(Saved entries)
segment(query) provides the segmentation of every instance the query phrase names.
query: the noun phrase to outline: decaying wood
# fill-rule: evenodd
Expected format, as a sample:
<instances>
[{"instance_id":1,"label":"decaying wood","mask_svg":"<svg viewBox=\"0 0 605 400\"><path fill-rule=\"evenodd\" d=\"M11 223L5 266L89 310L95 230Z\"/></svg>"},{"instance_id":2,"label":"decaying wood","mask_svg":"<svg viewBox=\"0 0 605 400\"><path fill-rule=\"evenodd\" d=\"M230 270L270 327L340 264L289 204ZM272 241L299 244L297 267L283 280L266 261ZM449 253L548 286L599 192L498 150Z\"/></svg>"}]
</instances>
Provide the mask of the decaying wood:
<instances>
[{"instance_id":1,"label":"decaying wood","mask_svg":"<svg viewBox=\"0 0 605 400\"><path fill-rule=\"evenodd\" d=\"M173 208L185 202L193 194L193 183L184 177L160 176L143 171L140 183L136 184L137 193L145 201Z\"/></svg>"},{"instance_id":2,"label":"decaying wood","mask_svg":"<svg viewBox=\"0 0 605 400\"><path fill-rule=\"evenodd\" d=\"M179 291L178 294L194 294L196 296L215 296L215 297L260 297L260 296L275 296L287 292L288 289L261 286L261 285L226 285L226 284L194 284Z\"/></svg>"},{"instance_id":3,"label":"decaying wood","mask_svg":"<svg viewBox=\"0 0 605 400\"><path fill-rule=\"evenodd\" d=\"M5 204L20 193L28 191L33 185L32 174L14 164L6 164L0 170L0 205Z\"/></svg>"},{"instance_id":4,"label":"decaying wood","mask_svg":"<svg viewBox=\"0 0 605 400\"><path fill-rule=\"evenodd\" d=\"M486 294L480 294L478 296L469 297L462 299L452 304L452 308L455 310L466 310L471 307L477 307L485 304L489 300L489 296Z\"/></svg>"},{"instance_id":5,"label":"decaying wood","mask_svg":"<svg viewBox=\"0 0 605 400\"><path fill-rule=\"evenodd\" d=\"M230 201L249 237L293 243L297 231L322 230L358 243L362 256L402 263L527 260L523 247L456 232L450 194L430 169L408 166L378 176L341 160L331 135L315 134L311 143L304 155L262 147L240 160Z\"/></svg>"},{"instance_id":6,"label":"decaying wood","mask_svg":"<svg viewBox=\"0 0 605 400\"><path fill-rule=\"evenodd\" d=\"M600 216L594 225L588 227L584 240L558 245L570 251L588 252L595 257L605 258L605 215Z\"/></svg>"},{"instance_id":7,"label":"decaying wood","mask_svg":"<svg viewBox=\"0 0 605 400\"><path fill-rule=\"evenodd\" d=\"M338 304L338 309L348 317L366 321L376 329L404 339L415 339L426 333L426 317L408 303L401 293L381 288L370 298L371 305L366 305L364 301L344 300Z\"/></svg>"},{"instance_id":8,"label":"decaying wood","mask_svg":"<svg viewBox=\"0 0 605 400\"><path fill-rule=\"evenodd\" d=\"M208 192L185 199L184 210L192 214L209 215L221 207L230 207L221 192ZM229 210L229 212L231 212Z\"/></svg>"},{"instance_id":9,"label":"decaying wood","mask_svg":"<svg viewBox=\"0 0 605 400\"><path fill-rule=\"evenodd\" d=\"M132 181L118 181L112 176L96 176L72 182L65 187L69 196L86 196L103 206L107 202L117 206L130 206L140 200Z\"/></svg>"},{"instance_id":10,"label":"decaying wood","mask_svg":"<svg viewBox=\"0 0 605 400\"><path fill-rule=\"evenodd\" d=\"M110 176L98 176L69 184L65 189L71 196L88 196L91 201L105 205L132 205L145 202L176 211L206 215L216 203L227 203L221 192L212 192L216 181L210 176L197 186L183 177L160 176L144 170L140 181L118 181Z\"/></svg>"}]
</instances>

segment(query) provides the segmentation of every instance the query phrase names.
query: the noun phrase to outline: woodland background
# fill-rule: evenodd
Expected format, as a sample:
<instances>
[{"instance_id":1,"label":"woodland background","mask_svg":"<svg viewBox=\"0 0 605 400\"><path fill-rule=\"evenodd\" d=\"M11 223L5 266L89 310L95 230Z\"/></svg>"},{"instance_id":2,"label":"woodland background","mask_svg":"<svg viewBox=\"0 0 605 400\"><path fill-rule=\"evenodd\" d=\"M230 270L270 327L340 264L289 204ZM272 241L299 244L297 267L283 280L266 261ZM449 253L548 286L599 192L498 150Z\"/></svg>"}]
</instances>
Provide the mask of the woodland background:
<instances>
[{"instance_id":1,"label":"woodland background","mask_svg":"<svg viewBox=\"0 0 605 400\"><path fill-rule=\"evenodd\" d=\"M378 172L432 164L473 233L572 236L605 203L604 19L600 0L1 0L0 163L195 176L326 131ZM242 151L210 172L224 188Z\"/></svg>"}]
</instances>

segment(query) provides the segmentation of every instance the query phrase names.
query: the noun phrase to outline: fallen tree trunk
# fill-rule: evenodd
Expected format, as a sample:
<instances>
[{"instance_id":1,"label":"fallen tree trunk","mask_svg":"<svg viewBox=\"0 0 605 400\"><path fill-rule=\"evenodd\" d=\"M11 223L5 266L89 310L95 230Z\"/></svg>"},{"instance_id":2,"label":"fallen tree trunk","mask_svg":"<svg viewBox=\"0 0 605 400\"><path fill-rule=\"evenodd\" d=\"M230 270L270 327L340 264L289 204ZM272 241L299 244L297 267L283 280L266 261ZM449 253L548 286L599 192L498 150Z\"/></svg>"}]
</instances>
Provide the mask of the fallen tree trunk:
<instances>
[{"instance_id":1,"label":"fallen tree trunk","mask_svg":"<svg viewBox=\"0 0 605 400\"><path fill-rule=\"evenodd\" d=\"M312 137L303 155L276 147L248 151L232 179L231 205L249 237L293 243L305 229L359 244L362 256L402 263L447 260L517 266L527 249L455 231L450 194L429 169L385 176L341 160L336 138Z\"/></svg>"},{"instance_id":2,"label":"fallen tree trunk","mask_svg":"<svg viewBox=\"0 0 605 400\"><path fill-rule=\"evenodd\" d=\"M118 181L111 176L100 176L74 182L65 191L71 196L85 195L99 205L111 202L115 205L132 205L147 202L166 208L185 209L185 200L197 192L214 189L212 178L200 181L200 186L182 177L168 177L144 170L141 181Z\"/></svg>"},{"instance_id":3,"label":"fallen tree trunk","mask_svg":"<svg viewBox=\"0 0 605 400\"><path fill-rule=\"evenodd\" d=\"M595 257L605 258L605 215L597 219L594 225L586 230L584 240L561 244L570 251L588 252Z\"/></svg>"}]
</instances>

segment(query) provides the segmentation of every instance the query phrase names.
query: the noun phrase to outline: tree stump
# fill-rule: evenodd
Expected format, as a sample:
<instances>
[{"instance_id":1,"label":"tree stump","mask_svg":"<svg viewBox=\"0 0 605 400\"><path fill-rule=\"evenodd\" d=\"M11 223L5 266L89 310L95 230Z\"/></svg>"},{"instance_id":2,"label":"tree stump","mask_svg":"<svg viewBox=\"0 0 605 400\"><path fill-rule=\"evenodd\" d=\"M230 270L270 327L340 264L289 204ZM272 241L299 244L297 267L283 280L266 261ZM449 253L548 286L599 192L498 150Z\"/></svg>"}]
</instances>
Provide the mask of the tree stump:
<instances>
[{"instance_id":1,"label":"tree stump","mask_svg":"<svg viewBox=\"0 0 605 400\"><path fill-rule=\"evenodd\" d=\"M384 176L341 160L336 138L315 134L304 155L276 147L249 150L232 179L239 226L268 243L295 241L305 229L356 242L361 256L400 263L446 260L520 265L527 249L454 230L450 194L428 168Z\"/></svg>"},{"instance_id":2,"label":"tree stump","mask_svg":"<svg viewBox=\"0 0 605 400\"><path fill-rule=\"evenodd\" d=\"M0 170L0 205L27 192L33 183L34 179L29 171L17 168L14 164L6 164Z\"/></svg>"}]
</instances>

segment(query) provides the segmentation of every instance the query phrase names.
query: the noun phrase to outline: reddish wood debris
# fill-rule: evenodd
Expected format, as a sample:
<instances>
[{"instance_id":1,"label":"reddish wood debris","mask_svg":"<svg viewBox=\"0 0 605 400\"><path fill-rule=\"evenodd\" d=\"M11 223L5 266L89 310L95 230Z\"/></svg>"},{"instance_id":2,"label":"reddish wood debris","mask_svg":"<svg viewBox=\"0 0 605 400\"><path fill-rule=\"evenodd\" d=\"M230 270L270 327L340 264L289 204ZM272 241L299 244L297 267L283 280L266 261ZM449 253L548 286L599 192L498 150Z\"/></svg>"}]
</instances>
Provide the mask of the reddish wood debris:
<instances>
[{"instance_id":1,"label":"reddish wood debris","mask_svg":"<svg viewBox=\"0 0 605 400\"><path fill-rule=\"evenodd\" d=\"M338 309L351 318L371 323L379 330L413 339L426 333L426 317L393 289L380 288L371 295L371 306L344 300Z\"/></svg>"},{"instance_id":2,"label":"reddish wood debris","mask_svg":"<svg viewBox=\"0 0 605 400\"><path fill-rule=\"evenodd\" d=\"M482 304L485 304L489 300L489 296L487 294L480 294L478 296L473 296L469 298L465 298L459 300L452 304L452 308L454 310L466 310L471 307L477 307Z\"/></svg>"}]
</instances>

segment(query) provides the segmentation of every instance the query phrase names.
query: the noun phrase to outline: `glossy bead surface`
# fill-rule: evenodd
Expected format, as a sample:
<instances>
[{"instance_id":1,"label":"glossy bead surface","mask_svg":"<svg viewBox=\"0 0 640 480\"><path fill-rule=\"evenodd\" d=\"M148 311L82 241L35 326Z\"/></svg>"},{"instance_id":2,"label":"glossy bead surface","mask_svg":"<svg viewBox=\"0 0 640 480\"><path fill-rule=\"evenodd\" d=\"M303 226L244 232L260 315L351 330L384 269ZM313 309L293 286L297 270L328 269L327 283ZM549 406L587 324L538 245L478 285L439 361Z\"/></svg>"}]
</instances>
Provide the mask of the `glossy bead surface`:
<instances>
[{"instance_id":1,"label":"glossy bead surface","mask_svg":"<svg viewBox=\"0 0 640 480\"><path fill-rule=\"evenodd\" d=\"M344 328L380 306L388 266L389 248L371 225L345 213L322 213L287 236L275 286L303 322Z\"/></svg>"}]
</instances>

[What is expected]: Nothing but a number should be given: the count of lines in the records that contain the word "outline".

[Exercise result]: 6